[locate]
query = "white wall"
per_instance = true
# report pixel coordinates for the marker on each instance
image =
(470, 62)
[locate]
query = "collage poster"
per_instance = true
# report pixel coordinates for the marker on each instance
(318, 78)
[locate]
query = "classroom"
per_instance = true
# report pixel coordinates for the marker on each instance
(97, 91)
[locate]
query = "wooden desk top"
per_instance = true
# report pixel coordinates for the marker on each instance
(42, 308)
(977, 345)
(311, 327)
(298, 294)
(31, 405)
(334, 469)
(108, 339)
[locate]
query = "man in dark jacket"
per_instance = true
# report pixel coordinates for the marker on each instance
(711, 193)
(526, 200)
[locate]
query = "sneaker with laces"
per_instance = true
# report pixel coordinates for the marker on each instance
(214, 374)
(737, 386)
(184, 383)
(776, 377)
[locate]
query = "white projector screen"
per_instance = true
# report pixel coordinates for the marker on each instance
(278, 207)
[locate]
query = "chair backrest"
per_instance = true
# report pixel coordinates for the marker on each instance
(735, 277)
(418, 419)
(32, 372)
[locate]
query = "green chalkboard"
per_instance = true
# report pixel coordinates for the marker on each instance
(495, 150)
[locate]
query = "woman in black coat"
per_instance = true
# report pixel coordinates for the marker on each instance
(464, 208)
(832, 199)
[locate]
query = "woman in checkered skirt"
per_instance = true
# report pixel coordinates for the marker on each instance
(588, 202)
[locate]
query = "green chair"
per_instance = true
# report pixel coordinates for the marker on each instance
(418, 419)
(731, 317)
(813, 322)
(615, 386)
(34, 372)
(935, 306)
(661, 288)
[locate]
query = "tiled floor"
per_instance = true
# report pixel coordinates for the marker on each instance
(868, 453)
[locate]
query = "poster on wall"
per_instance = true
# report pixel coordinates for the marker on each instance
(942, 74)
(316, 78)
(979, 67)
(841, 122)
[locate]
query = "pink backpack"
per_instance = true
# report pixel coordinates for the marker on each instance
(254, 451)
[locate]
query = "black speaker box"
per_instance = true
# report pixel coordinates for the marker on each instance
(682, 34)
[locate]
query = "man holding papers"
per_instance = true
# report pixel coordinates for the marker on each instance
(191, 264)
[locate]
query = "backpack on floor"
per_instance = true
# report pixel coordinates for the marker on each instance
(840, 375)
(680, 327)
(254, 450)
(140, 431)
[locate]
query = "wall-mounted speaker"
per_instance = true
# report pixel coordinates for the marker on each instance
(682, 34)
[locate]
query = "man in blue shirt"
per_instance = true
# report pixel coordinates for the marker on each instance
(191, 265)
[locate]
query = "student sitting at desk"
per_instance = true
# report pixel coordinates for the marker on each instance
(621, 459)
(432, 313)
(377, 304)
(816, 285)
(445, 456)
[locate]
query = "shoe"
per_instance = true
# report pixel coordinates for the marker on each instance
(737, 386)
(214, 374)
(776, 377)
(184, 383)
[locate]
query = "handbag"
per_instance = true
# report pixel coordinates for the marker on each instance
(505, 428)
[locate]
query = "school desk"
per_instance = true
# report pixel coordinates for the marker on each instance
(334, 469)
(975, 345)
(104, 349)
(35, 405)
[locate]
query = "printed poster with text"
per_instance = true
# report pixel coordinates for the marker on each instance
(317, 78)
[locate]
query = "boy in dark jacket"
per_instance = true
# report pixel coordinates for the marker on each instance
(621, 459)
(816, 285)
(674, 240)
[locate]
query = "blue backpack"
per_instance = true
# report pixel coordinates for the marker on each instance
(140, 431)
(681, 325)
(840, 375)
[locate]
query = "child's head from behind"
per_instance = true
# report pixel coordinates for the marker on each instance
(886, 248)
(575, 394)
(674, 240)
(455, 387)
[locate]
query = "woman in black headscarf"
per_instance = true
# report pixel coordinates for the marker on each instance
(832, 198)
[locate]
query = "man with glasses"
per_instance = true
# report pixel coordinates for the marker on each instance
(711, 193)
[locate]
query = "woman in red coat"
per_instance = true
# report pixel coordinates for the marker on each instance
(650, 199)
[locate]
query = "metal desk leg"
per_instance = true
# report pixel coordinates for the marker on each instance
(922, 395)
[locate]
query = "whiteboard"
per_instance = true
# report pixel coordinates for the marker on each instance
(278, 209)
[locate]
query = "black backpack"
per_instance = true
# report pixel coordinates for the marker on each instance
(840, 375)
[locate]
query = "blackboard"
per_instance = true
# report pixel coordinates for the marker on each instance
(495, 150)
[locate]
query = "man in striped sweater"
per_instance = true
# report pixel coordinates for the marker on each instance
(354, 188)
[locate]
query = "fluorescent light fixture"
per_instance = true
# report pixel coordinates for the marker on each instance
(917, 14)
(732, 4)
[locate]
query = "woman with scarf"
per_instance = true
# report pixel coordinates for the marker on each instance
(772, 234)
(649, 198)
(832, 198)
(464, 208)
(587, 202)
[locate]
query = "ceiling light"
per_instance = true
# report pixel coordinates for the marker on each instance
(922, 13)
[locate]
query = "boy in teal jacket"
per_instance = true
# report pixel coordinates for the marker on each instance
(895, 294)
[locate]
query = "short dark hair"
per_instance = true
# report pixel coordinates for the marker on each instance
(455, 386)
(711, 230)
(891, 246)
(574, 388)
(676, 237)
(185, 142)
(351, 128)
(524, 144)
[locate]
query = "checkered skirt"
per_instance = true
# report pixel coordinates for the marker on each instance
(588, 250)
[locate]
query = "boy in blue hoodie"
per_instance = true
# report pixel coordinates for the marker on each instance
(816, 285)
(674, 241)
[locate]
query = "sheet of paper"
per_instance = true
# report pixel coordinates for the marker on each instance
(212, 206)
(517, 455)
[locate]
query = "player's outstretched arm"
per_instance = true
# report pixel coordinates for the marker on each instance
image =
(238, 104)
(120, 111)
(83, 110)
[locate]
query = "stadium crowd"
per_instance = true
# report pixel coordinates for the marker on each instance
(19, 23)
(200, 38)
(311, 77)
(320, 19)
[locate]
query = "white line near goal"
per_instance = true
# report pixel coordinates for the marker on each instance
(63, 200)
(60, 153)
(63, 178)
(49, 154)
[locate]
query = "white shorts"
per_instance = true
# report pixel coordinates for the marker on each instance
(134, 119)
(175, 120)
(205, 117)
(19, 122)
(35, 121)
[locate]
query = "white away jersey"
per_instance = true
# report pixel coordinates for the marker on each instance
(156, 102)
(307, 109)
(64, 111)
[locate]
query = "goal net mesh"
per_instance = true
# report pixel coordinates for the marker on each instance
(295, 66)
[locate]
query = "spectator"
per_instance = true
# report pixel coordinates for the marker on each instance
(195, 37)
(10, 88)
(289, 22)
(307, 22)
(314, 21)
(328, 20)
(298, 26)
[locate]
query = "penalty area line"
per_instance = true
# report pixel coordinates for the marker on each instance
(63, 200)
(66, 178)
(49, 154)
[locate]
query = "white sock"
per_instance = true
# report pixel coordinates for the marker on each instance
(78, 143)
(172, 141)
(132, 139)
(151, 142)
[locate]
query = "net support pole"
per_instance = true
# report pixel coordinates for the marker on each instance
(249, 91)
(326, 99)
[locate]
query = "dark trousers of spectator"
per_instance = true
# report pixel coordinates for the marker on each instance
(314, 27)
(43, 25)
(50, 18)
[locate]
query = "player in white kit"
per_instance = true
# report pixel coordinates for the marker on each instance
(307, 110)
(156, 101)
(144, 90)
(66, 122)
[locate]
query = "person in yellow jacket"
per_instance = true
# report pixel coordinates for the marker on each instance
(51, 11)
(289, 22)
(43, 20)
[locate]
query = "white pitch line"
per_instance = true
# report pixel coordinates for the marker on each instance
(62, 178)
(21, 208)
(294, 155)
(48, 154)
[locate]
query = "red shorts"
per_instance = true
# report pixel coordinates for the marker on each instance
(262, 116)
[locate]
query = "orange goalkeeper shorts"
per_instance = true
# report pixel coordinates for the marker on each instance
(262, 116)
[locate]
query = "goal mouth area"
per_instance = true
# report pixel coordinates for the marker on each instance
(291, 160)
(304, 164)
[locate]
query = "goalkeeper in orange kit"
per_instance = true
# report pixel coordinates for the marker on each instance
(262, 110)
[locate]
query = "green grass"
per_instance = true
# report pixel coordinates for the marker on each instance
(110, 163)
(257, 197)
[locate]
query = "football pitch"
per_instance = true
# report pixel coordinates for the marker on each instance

#### Direction
Please gather every line of the data above that contains the word "jacket", treating uppercase and lowercase as different.

#### Solution to this exercise
query = "man in dark jacket"
query = "boy in dark jacket"
query = "boy in teal jacket"
query = "person in yellow jacket"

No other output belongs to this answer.